Work to complete: Print the lines below without any change, from the line that contains "of the <item>green" through the line that contains "211], [320, 211]]", both included.
---------- Provided information ----------
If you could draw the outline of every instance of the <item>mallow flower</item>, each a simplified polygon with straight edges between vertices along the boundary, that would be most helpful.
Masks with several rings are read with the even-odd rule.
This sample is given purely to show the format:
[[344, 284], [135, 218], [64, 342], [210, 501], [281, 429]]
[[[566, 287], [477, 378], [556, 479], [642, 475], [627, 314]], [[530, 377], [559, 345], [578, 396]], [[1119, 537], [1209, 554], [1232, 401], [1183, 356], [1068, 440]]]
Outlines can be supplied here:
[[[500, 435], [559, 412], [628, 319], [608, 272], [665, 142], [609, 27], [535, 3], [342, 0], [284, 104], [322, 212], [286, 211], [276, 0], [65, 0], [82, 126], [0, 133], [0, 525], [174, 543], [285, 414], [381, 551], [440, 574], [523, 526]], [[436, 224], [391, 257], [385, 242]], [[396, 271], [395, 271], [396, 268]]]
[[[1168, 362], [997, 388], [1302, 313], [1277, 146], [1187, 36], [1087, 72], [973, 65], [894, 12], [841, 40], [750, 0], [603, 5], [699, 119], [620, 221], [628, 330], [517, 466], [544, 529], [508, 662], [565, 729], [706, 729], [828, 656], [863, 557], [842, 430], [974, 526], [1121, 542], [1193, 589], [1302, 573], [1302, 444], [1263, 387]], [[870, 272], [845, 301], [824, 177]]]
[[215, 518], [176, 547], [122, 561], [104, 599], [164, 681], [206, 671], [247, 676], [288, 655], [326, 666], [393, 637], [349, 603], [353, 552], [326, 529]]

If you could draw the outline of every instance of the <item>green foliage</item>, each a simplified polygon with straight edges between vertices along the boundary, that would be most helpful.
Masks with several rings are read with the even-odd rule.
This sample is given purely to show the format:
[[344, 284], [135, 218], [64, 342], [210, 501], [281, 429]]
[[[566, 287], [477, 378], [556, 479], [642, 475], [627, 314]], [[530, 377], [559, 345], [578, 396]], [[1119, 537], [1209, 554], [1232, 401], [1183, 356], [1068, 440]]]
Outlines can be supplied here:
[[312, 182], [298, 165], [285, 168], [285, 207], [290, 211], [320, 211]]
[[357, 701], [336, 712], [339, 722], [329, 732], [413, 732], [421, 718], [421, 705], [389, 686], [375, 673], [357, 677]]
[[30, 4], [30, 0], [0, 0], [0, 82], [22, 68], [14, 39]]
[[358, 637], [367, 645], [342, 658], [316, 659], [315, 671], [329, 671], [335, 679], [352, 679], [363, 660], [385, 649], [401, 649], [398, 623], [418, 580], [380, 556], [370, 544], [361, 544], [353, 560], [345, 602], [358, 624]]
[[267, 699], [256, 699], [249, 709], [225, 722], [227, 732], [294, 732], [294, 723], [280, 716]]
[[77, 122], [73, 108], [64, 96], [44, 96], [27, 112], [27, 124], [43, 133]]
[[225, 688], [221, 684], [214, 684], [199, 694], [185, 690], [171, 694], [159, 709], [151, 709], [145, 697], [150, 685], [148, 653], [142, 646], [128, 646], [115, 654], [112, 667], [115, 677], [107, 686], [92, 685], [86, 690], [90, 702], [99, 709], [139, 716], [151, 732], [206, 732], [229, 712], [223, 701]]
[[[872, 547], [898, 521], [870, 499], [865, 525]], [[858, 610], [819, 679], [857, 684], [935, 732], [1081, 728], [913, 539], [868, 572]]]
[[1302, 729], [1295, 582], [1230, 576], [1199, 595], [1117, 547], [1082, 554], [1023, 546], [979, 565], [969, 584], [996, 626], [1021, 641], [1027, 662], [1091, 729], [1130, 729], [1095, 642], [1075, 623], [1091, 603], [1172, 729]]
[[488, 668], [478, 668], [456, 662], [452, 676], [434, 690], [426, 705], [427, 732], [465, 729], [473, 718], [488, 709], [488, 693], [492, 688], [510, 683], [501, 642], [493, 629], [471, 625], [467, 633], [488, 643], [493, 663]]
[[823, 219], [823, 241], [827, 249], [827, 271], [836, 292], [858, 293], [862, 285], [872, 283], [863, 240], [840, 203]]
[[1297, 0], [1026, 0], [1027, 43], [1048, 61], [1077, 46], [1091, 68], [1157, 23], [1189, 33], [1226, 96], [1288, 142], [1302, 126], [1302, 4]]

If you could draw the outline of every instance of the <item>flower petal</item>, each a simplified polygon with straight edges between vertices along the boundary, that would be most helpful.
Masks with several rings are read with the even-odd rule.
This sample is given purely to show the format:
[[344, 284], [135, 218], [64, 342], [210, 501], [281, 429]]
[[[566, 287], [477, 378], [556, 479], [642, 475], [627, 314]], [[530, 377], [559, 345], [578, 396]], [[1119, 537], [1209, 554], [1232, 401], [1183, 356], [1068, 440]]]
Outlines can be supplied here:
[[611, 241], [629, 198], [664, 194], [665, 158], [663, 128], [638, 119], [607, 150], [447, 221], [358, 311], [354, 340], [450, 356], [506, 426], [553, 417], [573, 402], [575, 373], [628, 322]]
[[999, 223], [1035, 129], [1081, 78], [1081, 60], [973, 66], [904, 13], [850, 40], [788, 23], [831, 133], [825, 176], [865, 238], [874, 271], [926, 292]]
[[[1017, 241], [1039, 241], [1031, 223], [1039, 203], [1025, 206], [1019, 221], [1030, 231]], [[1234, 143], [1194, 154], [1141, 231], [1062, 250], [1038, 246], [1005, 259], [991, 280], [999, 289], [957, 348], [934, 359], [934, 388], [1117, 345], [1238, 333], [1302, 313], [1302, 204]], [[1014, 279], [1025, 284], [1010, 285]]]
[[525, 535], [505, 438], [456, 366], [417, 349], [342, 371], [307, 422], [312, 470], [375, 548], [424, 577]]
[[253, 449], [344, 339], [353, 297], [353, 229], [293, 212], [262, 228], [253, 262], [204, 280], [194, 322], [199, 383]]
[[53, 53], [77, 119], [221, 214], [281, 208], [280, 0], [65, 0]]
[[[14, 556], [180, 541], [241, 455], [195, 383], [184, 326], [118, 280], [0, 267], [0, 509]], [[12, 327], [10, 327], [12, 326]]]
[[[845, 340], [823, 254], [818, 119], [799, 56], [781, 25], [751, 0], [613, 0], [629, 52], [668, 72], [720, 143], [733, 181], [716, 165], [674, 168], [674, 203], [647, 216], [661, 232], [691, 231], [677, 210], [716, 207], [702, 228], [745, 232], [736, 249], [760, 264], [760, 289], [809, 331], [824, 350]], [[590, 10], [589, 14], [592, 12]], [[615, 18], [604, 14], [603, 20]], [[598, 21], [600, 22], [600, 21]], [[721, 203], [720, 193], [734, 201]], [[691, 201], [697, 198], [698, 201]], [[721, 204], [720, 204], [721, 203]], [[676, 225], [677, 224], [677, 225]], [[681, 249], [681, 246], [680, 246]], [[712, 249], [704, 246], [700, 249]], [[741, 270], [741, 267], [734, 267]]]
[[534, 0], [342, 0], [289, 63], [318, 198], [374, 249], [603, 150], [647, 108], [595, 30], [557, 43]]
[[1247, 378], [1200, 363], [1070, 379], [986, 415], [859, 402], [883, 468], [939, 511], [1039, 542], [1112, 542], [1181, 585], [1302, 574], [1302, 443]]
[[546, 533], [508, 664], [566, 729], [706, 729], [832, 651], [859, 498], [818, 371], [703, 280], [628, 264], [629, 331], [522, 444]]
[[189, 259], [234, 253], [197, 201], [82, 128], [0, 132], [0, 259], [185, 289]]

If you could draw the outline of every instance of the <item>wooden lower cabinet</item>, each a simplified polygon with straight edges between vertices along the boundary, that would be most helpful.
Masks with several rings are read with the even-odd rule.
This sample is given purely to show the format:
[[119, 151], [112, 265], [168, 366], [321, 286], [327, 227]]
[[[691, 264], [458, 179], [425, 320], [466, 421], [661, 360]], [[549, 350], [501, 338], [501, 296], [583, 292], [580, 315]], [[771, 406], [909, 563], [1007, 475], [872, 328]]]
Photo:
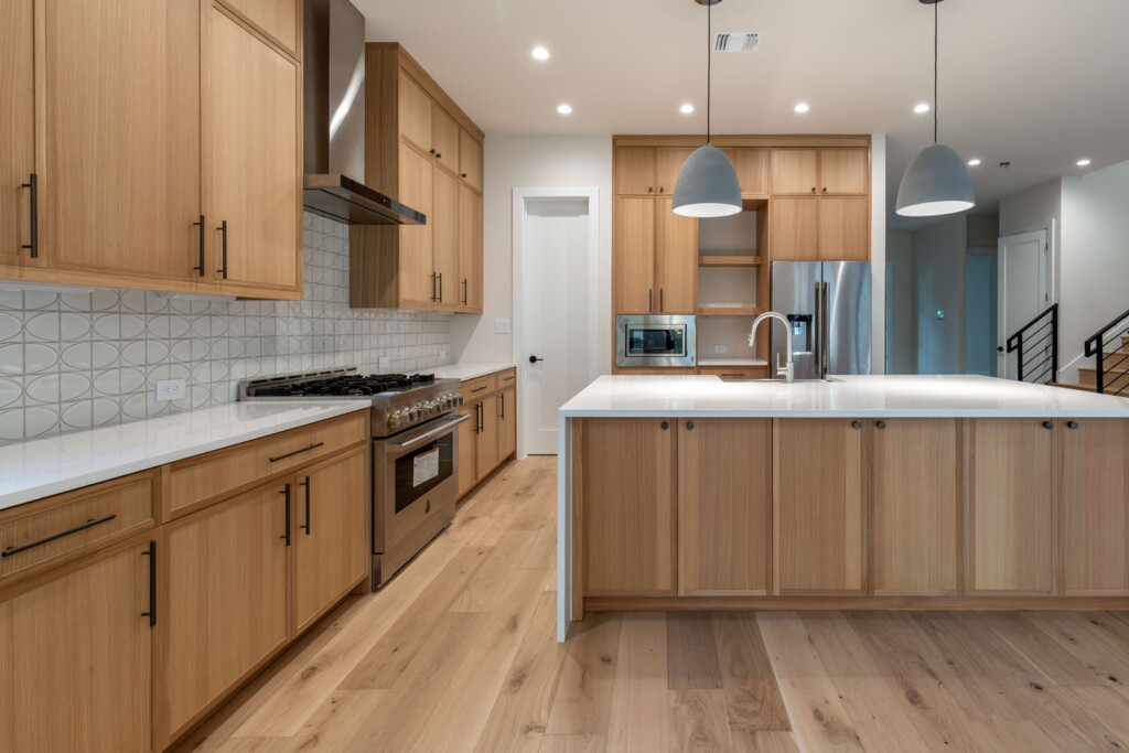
----------
Reply to the exercise:
If you could draw the outline of every instance of the <item>green foliage</item>, each a simplified polygon with straight edges between vertices along the boundary, that would be most helpful.
Masks with several rings are read with the even-odd rule.
This sample is given purely to show the format:
[[344, 284], [135, 218], [64, 342], [210, 501], [281, 429]]
[[[566, 287], [477, 378], [556, 479], [642, 475], [627, 314]], [[530, 377], [559, 345], [578, 396]], [[1119, 537], [1209, 554], [1232, 401], [1183, 356], [1068, 440]]]
Outlines can be supplied here:
[[312, 182], [298, 165], [285, 168], [285, 207], [290, 211], [320, 211]]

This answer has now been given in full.